Extracted material:
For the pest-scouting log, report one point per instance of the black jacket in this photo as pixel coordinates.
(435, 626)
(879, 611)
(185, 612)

...

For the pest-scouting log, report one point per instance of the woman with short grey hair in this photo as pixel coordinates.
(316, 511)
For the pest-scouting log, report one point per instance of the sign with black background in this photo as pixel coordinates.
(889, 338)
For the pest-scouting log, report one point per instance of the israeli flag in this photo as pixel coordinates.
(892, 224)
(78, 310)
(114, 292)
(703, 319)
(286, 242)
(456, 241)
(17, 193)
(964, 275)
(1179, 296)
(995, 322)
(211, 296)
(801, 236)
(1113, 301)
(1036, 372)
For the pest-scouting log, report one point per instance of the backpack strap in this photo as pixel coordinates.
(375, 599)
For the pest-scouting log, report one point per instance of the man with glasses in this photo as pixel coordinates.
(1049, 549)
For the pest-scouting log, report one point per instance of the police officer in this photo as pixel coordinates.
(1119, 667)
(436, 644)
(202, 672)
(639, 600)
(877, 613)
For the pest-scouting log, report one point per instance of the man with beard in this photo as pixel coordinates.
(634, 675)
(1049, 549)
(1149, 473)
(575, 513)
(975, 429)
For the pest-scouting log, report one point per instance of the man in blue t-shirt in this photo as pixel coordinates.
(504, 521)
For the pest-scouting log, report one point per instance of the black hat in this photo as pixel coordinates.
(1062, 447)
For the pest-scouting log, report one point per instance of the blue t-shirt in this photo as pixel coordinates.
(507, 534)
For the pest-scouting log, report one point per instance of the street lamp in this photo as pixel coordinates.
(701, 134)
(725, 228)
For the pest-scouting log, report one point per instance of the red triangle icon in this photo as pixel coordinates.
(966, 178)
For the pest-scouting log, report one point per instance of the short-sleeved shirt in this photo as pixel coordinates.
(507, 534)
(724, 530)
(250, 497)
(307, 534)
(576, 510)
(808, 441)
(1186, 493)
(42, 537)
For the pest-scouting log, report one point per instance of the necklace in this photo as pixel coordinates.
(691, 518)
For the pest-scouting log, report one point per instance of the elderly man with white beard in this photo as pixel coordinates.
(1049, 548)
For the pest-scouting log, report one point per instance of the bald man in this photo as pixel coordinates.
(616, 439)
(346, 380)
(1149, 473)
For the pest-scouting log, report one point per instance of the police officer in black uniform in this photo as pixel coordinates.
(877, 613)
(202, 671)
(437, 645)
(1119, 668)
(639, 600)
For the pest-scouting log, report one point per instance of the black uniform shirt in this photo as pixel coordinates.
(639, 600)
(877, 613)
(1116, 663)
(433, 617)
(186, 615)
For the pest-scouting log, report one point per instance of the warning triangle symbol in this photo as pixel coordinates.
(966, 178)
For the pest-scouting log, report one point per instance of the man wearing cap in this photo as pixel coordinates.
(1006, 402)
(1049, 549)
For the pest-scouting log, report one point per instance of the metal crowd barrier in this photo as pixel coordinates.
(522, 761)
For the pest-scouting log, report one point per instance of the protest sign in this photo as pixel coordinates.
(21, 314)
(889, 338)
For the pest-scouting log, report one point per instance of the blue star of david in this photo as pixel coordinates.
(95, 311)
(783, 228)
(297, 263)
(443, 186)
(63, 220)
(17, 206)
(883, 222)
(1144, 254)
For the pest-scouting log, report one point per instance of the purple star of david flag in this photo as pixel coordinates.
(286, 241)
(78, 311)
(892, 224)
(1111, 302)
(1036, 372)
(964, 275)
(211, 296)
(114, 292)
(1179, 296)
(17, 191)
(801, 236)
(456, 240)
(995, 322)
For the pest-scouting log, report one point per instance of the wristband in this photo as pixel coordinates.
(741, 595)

==

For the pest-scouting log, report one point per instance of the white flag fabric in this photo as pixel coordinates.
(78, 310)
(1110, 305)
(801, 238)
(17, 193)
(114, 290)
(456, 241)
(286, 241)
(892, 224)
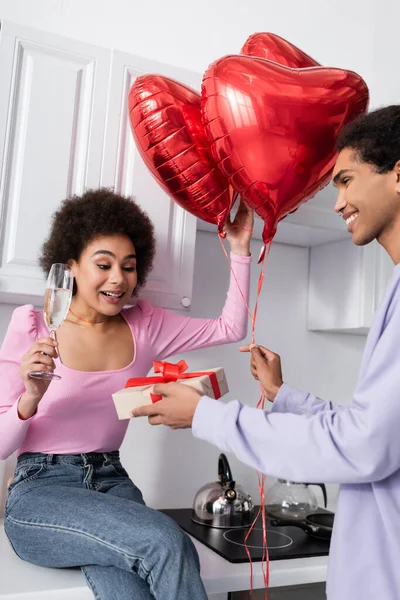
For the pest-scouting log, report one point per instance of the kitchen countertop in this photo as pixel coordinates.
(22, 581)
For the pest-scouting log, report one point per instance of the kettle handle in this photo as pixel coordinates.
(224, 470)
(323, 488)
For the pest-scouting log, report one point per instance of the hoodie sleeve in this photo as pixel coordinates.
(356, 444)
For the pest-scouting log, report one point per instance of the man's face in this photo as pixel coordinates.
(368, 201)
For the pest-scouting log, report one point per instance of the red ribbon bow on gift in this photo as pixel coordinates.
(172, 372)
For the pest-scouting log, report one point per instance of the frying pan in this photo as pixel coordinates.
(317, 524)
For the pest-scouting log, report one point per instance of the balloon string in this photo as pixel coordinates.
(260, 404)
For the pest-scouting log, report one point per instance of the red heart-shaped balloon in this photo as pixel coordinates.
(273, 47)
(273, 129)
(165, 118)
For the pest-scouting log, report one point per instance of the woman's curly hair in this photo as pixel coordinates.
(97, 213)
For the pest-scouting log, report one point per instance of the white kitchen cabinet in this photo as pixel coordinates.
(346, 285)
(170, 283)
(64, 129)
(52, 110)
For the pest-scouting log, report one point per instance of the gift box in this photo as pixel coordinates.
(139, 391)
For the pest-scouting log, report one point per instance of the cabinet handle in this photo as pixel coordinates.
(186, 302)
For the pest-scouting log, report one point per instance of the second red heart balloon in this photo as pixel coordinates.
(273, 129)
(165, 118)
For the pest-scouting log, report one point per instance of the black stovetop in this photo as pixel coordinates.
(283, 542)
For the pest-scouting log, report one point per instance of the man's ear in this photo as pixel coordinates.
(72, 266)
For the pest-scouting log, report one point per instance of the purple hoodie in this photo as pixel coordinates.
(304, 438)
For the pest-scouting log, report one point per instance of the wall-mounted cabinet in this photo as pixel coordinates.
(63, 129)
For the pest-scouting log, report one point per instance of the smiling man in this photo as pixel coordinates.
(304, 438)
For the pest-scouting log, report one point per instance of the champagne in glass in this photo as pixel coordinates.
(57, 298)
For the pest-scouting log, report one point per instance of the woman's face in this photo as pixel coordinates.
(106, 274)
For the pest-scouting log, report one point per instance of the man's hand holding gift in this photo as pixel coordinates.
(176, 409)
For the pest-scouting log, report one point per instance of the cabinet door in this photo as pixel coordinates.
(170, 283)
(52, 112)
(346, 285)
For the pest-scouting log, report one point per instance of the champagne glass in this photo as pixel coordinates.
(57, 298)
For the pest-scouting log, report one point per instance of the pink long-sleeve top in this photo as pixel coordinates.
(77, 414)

Challenge: How many lines in the material above contain the string "officer", counting case-sensitively? Give only the number.

Solution for this problem: 2